**WORK REQUEST A:**
From the blog post about summer riding plans below, reproduce the passage that begins at the words "Thursday, May 23, 2013" and stops after "least he's passionate.".
**WORK REQUEST B:**
Summarize the blog post about summer riding plans below in two sentences.

**TEXT BLOCK:**
--- --- ---
Thursday, May 23, 2013

Directions

I'm struggling right now with what to do riding-wise this summer.  As far as medical goals go I'm pretty set, I'm working full time in a great research lab with lots of opportunities for publications.  My PI is a little eccentric but aren't they all?  At least he's passionate. 

I'll be teaching therapeutic riding lessons again this summer and have been out at the farm quite a bit this week, working with some of the new horses we have making sure they're ready for classes.  Actually, today I went out to evaluate a potential new horse.  He was such a sweetheart, this cute little palomino quarter horse who was absolutely bomb-proof, but he has laminitis in both fronts.  Apparently his soundness comes and goes, unfortunately we really can't take anyone on that isn't 100% and ready to go.  As a non-profit with limited resources that's just the way it is.  It was a bummer though, his owner is a young girl about to go off to college in a neighboring state, and her parents won't care for her horse in her absence.  It's obvious these two love each other and the horse just follows her like a puppy.  On the other hand, it makes me a little upset - I feel like horses are life-long commitments and I have no idea how she's going to find a loving home for this horse of hers with obvious lameness problems.
--- --- ---
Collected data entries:

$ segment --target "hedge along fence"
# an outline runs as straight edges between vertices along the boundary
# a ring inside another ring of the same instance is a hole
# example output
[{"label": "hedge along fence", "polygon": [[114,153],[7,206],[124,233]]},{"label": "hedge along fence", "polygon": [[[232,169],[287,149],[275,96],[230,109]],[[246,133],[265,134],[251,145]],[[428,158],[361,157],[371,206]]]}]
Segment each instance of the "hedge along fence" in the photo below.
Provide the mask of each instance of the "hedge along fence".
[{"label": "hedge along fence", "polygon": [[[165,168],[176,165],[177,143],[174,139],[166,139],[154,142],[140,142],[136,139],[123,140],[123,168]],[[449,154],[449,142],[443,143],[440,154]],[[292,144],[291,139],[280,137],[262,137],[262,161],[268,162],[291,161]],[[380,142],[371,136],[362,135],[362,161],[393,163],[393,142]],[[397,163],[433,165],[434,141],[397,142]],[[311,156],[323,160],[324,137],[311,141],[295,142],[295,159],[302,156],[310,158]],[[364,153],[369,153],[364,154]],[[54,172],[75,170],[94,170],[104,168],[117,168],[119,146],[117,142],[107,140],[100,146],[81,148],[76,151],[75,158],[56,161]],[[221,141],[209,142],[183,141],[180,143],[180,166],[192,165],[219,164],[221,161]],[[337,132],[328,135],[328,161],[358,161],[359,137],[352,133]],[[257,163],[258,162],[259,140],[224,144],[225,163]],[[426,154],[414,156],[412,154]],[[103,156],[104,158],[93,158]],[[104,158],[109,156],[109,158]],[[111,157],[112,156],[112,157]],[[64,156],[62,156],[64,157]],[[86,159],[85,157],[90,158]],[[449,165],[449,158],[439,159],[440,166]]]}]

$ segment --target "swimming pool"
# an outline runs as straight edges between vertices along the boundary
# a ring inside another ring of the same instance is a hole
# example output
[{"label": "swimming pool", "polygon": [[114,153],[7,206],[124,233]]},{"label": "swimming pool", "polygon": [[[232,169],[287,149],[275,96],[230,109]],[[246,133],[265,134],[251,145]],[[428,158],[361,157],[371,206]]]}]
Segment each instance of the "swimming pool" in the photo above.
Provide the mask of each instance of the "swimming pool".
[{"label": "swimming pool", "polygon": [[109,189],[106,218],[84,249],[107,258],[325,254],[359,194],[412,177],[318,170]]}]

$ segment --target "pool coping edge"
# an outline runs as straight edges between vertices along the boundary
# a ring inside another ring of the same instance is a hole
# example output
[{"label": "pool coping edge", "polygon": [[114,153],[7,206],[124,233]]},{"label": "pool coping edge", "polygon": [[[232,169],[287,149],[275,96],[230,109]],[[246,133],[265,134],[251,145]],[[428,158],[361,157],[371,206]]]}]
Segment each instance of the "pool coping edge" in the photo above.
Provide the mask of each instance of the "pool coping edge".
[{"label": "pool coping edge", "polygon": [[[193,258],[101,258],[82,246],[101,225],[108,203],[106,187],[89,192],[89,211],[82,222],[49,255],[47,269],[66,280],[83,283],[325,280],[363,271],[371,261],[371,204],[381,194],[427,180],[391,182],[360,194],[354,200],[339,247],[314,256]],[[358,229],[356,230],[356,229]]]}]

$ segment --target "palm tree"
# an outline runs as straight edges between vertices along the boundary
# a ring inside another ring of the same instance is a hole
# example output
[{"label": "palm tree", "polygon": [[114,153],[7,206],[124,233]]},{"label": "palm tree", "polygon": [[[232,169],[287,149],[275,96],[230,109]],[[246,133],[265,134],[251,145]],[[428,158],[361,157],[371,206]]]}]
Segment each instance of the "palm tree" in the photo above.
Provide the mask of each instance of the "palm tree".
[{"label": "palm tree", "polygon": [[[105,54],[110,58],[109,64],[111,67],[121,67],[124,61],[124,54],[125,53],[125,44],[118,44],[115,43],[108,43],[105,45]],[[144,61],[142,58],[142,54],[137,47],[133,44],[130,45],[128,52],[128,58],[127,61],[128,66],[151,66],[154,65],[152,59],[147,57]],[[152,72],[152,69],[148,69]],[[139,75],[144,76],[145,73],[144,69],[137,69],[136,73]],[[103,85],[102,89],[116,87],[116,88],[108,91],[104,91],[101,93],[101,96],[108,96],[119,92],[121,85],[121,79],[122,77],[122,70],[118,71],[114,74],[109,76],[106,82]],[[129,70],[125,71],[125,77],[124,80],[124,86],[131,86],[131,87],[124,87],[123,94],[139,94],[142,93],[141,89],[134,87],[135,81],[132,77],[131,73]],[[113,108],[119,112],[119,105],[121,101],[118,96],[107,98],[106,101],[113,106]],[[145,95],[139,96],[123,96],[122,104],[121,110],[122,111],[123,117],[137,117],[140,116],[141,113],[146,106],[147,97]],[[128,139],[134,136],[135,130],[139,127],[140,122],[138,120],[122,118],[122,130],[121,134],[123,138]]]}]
--- --- ---
**PROBLEM SOLUTION A:**
Thursday, May 23, 2013

Directions

I'm struggling right now with what to do riding-wise this summer.  As far as medical goals go I'm pretty set, I'm working full time in a great research lab with lots of opportunities for publications.  My PI is a little eccentric but aren't they all?  At least he's passionate.

**PROBLEM SOLUTION B:**
The writer is settled on medical goals, working full time in a research lab, but is struggling with what to do about riding this summer. While preparing to teach therapeutic riding lessons again, the writer evaluated a sweet, bomb-proof palomino quarter horse that the non-profit couldn't take because of laminitis in both front feet, and worries how his college-bound owner will find him a loving home.